■ **SOURCE EXCERPT**
# # # # #

Part two: Troy, 2002/06/01, Brussels (Belgium)

#12 (Hélio): Is there a band you recently discovered and that impressed/moved you?

Troy (guitar/vocals): That I recently discovered? Well, we see so many bands, you know and there were lot of really good ones but it's hard to think of one. I just started to listen to Jeff Buckley a little bit, he has a beautiful voice. I just started to listen to a bit Bob Dylan, all the bootlegs series from Bob Dylan are really good. There's a couple of things I just started listening to.

#13 (Hélio): How is it that your records are so badly distributed, especially the old ones and especially in the States? I don't understand why you weren't signed by an independent label like Southern or other similar label. I think it's an injustice especially when you see the shit that is released every day?

Troy: Yeah, I agree with you. It is. It's hard. The thing about Chokebore is that we always concentrate on music and we forgot to concentrate on the business and the reality is that if you want to do anything you have to do the business also. Our minds are made for music and it's a different mind that's made for business, you know, and so for many many years we suffered because we have good music, but we don't know how to give it to the right people. Our new label, Pale Blue, seems to be doing a good job, you know, it seems really cool. They are closer to something that we should have done a long time ago, you know. And the old records we were talking about we'll try to get them out again, to rerelease them with Pale Blue.

We've had chances, you know, and everytime we talked to a major label they were crazy, you know. If we talked to a label that was big and was intelligent and they really want to do something and they let us do our music the way we want to then it would be cool, I mean, no problem. But usually all of them which we spoke to really wanted us to change what we were doing so...

Well, hopefully Pale Blue becomes strong and that'll work out.

#14 (Hélio): When did you decide to devote your life to your music? How did that occur? Was it hard to manage this decision with your family, with your close friends and with yourself? Today, years after this decision, do you think it was worth it?

Troy: Of course it was worth it because I know what I want to do and what I love in my life, you know, and that's important. When I was about 18 years old I just started really wanting to play guitar, you know, and my mother bought me a guitar for my birthday and then I just stayed in my room for 10 hours every day playing guitar, you know. It's just the thing that I love more than everything, so it was really worth it because that where I find the beauty in this world, you know, it's through music, you know.

Sure, it was hard to manage. I mean, it's taking a path in life that is very uncertain. It's very easy to be a failure and it's very easy to be poor trying to do this in this world now, trying to do art but it doesn't matter if there is a chance that you could fail, all that matters is that I know what I want to do and I just keep doing it, keep trying, you know. It's hard for friends and family because I never see anybody. And it's hard for girlfriends because I can't really hold one because I keep leaving. But to me the most important thing is this, you know, and has been since I started playing guitar when I was 18. Nothing else is as intense, you know, so I'm happy.

#15 (Hélio): I have the impression that you don't make big plans. I mean: you don't make career plans and your choices seem to be guided by your passion. Basically, do you have a certainty, an intuition which guides you?

# # # # #

■ **REQUEST A**
Show every line of the records that contains the word "window".
The interview and the records are unrelated to each other.

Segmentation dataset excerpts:
# # # # #

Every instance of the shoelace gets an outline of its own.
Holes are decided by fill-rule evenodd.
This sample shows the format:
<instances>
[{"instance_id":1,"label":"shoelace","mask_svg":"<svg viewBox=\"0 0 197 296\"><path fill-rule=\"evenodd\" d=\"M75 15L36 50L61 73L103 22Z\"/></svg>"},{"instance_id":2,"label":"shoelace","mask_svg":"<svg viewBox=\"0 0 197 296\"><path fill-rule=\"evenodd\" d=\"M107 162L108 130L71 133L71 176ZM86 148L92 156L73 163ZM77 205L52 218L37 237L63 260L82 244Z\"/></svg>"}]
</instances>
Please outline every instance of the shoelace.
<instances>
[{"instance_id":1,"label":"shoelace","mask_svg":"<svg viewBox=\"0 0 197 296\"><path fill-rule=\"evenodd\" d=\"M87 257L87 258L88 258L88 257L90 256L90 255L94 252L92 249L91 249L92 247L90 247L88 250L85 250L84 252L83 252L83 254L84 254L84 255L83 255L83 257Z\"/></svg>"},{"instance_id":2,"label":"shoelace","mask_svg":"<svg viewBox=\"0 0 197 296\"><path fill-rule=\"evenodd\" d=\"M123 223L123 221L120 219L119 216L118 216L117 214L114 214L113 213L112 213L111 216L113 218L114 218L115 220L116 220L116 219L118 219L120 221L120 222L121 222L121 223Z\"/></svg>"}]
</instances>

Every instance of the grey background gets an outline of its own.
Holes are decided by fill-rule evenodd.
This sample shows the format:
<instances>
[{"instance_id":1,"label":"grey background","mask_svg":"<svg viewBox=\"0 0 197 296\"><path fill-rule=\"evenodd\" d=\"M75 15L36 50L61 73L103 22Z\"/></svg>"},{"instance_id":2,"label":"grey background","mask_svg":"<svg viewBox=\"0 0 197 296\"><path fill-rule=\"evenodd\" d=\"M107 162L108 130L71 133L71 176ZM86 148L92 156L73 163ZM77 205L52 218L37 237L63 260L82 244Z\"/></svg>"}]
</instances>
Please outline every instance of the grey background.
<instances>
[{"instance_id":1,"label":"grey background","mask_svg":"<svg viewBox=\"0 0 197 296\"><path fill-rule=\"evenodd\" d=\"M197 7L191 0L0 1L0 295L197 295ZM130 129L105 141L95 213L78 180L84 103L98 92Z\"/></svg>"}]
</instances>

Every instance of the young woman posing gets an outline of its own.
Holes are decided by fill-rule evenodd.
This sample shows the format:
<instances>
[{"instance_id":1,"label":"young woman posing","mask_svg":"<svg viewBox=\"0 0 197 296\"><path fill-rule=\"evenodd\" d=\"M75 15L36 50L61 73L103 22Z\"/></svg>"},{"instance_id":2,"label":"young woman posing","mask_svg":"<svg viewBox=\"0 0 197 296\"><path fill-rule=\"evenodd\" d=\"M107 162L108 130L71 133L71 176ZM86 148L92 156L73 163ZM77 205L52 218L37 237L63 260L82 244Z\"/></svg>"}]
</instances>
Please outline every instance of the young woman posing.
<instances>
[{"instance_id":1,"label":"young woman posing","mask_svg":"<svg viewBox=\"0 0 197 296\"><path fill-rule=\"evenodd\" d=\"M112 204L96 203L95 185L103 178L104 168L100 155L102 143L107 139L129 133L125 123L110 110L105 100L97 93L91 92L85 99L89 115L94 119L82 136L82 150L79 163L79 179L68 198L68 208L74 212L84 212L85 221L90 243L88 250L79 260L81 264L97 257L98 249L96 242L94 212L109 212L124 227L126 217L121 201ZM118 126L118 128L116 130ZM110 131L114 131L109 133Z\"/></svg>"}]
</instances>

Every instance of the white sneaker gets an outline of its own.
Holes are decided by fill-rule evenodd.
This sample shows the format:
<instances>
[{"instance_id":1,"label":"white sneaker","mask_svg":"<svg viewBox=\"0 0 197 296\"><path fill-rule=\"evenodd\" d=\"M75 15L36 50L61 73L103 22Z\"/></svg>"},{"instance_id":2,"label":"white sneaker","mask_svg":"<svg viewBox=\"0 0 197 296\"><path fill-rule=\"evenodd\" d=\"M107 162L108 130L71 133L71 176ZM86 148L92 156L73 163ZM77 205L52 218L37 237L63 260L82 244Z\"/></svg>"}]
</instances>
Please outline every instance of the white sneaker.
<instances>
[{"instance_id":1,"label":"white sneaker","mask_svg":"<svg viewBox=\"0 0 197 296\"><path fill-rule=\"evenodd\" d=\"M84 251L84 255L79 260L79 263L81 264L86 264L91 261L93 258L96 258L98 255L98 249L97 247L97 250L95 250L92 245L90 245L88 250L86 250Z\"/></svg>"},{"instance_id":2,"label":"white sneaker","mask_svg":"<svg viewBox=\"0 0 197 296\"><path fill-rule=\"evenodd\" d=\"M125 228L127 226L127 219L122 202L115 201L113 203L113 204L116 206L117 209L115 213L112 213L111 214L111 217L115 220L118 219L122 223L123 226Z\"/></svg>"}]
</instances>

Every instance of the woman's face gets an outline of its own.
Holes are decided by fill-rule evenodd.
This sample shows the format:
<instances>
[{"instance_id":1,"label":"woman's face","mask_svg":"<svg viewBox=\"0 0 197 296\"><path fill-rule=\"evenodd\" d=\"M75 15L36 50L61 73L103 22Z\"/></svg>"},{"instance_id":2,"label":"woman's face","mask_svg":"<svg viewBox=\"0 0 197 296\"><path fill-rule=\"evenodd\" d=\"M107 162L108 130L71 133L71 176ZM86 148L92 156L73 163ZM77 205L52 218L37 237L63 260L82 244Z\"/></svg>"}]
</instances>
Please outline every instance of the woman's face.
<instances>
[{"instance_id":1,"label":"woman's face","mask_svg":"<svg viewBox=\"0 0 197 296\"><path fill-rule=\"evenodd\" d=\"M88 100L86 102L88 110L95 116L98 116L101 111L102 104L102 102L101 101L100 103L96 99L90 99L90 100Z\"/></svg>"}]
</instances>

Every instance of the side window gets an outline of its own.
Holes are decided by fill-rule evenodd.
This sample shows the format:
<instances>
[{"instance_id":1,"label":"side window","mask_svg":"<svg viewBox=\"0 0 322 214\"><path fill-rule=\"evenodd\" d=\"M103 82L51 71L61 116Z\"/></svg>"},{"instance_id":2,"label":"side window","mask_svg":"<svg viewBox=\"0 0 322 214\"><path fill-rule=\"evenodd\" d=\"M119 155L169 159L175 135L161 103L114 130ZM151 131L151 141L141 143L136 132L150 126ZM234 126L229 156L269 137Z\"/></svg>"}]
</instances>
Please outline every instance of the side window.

# # # # #

■ **REQUEST B**
Carry on the interview with Troy of Chokebore from the point where it stops.

■ **WRITTEN ANSWER A**
Every instance of the side window gets an outline of its own.
[{"instance_id":1,"label":"side window","mask_svg":"<svg viewBox=\"0 0 322 214\"><path fill-rule=\"evenodd\" d=\"M103 82L51 71L61 116Z\"/></svg>"},{"instance_id":2,"label":"side window","mask_svg":"<svg viewBox=\"0 0 322 214\"><path fill-rule=\"evenodd\" d=\"M119 155L169 159L175 135L161 103L114 130ZM151 131L151 141L141 143L136 132L150 126ZM234 126L229 156L269 137Z\"/></svg>"}]
Please outline every instance of the side window.

■ **WRITTEN ANSWER B**
Troy: I suppose so, yeah. But that intuition is used to make songs, you know. I've been trying to think about a little more and more lately and so I started doing an acoustic project, you know, just because I want to continue doing music all my life, you know, that's important. The real world does exist, you know, and I need to live in it and also have this world of music, you know, that is different from the real world. I guess that there's something that, you know, keeps me on the right track, you know. I just don't go other places that could take me away from music, you know. Whenever I have the choice between staying home and writing a song or going out to a party I'll stay home and write a song if I feel a song inside of me and that I think directs my life, you know.

#16 (Gianni): Which advice to you give to young and passionate musicians who would like to make the "big dive", that is to say live for and from their music?

Troy: Advice? (LOL) I'm the wrong person to talk about that, man. I mean, I've been poor for many many many years. But just without money, not poor inside. I mean, I just knew what I loved, you know. In the world I found the thing that I loved the most. You can't be afraid, you know. Don't be afraid, you know. That's all.

#17 (Gianni): Chokebore belongs to these bands which have a very strong relation with their fans. So much so that some of them have for you a rare adoration. Do you think that it's due to your integrity, your honesty and the intense emotions you share with them through your songs?

Troy: I hope so. That would be nice, yeah. I mean, we make a lot of friends, you know, on tour because we like people and we like to play music and it's good, you know. It's good to create atmosphere with people in the room. It feels good. So we usually feel good and we like to talk to people. So more and more our fans become our friends and that's cool.

#18 (Gianni): Does the title of your album "It's a Miracle" represent the fact that Chokebore still exists after all these years despite the hardness of life and the barriers you've encountered throughout your career?

Troy: Well, it's a miracle that we still exist, so I guess this is kind of correct, you know. I mean, we put out 5 albums and we have no money, nothing, you know, and we're still trying and we're still doing it, we're still living in this life, you know. It's been hard to play for many many many years with no one at the shows, you know, but things are getting better now and it feels good and it's a miracle that we're still doing it and that we still love it so much, I mean, the passion for it, just as much as in the beginning. The passion is very strong for us, you know, and it's a miracle to... For me it's a miracle just to write music. I mean, it feels so good.

#19 (Gianni): The cover of your album was entirely carried out using only one and single line. Is there any message behind that? Does it symbolize that you are close to each other and/or that life only hangs by a thread?

Troy: (LOL) That's nice. Probably the life hangs by a thread. closer to something like that. Closer to that sort of feeling, yeah. It's very frail and it's just very thin, you know.

#20 (Hélio): (to Troy) What did you want to express with this line: "...And those who are closest don't see with their heartbeat, they see with their tongues."?

Troy: (silence) I wrote that in a van driving through Paris looking for a club and it's just trying to explain the closeness of people. How some people can seem so close, you know, and really be far away in their heads, you know. That's how I am a lot of times, you know. I can be in a group of people but in my head I'm so far away, you know, and that's what I'm trying to say.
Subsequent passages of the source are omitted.